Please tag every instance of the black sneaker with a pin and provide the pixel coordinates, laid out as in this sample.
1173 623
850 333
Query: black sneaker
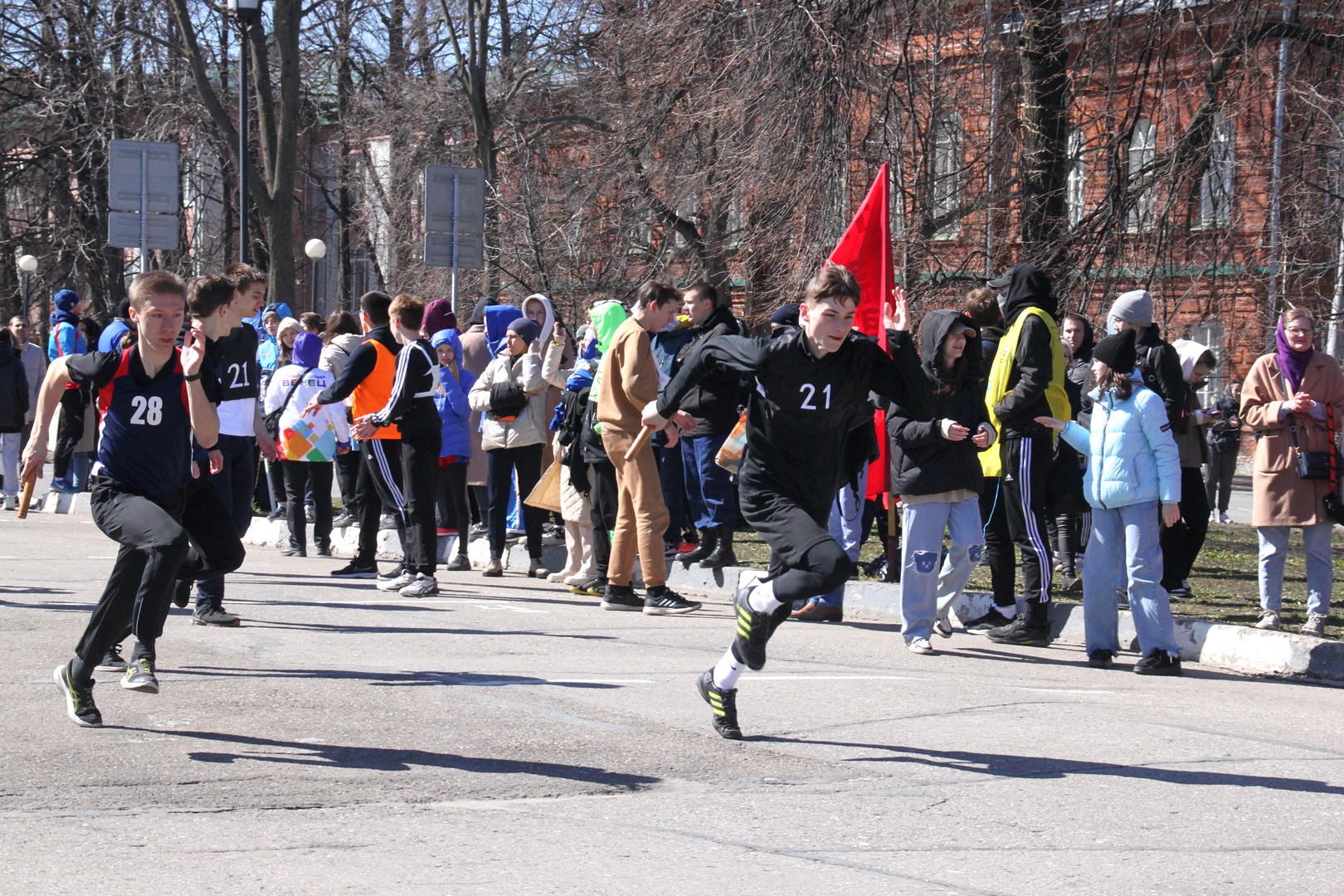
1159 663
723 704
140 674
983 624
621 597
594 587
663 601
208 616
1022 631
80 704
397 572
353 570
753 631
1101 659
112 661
- - -
**Exercise description**
Rewrite the lines above, changing "black sneaker" to "white sneaker" and leaving everything else unchanged. Leave the picture out of your answer.

**Problem solution**
Please tag every instance of the white sneaker with a pin and provide the pixel coordinates, laid out as in this sample.
1173 623
850 333
Query: white sneaker
1159 663
723 704
140 674
983 624
621 597
594 587
663 601
208 616
1022 631
80 704
397 572
353 570
753 631
1101 659
112 661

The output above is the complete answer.